6 Fakta Menarik Kabupaten Bangli

ISTANAGOALLOUNGE 6 Fakta Menarik Kabupaten Bangli Kabupaten Bangli berada di tengah-tengah Provinsi Bali, sehingga wilayah ini menjadi satu-satunya kabupaten yang tidak memiliki laut ataupun pantai. Kabupaten Bangli berbatasan dengan Kabupaten Buleleng di sebelah utara, Kabupaten Karangasem di sebelah timur, Kabupaten Klungkung di sebelah selatan, serta Kabupaten Gianyar dan Kabupaten Badung di sebelah barat.

Luas wilayah kabupaten ini mencapai 520,81 kilometer persegi atau hanya 9,25 persen saja dari luas wilayah Provinsi Bali. Kabupaten Bangli terbagi ke dalam empat kecamatan, yaitu Susut, Bangli, Tembuku, dan Kintamani, yang di di ami oleh 258.721 jiwa pada 2020. Sebagian besar wilayah Bangli berupa dataran tinggi.

Selain fakta di atas, tentunya kabupaten ini menyimpan berbagai keistimewaan di dalamnya.

1. Sejarah Kabupaten Bangli

Berdasarkan Prasasti Kehen, berkembang wabah penyakit di daerah Bangli yang di sebut kegeringan. Penyakit ini mengakibatkan banyak penduduk meninggal. Warga yang selamat ketakutan dan berbondong-bondong meninggalkan wilayah Bangli hingga tak tersisa seorang pun.

Raja Ida Bhatara Guru Sri Adikunti Ketana yang berkuasa pada saat itu berusaha untuk meredakan bencana penyakit. Setelah pulih, pada 10 Mei 1204, ia memerintahkan putra dan putrinya untuk mengajak penduduk kembali ke Desa Bangli dan membangun kembali desa tersebut.

Sang Raja juga mengeluarkan pemastu yang berbunyi,

“Barang siapa yang tidak tunduk dan melanggar perintah, semoga orang itu di sambar petir tanpa hujan atau mendadak jatuh dari titian tanpa sebab, mata buta tanpa catok, setelah mati arwahnya di siksa oleh Yamabala, di lempar dari langit turun jatuh ke dalam api neraka.”

Raja juga memerintahkan untuk mengadakan upacara pada bulan Kasa, Karo, Katiga, Kapat, Kalima, Kalima, Kanem, Kapitu, Kaulu, Kasanga, Kadasa, Yjahstha, dan Sadha serta menambah keturunan di wilayah Pura Loka Serana, Desa Bangli. Selain itu, raja memerintahkan untuk membabat hutan untuk dijadikan sawah dan saluran air. Berdasarkan perintah tersebut, 10 Mei akhirnya di tetapkan sebagai hari lahirnya Kota Bangli.
* * *
» Petunjuk Tugas:
1. Kabupaten mana saja yang berbatasan dengan Kabupaten Bangli menurut teks tentang Bangli tersebut? Sebutkan semuanya.
2. Berapa luas wilayah Kabupaten Bangli menurut teks tentang Bangli tersebut?
3. Lanjutkan teks tentang Kabupaten Bangli mulai setelah kalimat terakhirnya.

» Data yang Diberikan:
* * *
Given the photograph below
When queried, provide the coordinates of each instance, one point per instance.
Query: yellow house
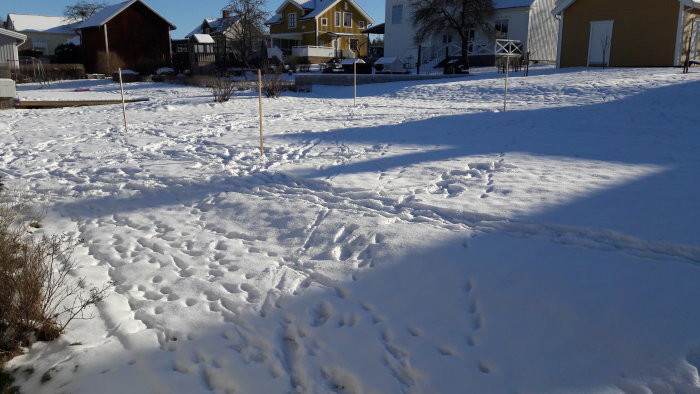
(319, 30)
* * *
» Jawaban Latihan:
1. Buleleng, Karangasem, Klungkung, Gianyar, dan Badung.

2. 520,81 kilometer persegi.

3.
2. Gunung Batur

Gunung Batur terletak di Kecamatan Kintamani, Kabupaten Bangli.

Kawasan gunung ini di tetapkan UNESCO sebagai bagian dari Taman Bumi Global Geopark Network (GGN) pada 2012, karena alamnya yang indah. jejak arkeologi dan geologi, serta budaya masyarakat yang khas.

Material vulkanik dari gunung api ini menjadi sumber tambang dan ekonomi masyarakat yang berada di Kawasan Batur.

Pasirnya di manfaatkan warga untuk membuat patung, pura, dan benda-benda hias lainnya.

Danau Batur berfungsi untuk irigasi. Air dari danau ini mengalir ke sejumlah sungai besar di Bali, seperti Sungai Unda di selatan, Sungai Suni di barat, dan Bayumala di utara. Dari aliran itu, air sungai di bagi untuk mengairi sawah dan menopang sistem subak yang juga di tetapkan sebagai warisan dunia.

Kawasan Batur juga memiliki keanekaragaman hayati yang unik. Salah satunya adalah anjing Kintamani yang memiliki bentuk kepala seperti serigala dan badan mirip anjing cau-cau dari China. Di samping itu, di Kintamani juga tumbuh edelweis, pohon kasian bukit, jeruk, dan tanaman hortikultura khas pegunungan seperti kol, cabai, dan tomat.

3. Air Terjun Dusun Kuning

Air terjun ini terletak di Dusun Kuning, Desa Taman Bali, sekitar enam kilometer dari Kota Bangli. Dan air Terjun Dusun Kuning berada pada ketinggian 25 meter di atas permukaan Sungai Melangit.

Pemandangan air terjun ini masih asri karena berada di tengah hutan. Dengan aksesnya yang cukup sulit, Anda harus memarkirkan kendaraan dan berjalan menuju air terjun selama 15 menit. Air Terjun Dusun Kuning memiliki kolam yang dangkal dengan air yang jernih. Tidak jauh dari air terjun ini, terdapat hutan yang di huni oleh ratusan kera.

4. Pura Kehen

Pura Kehen terletak di Desa Adat Cempaga, Kecamatan Bangli yang berada di kaki Bukit Bangli. Dan Pura ini di katakan sebagai pura terbaik di timur Bali dan terkuno di Bali.

Berdasarkan prasasti tembaga yang ketiga di , pura ini di bangun pada 1204 Masehi. Nama Pura Kehen berasal dari nama pura kecil yang berada di depannya. Kehen dapat di artikan sebagai keren dan juga sebagai tempat api.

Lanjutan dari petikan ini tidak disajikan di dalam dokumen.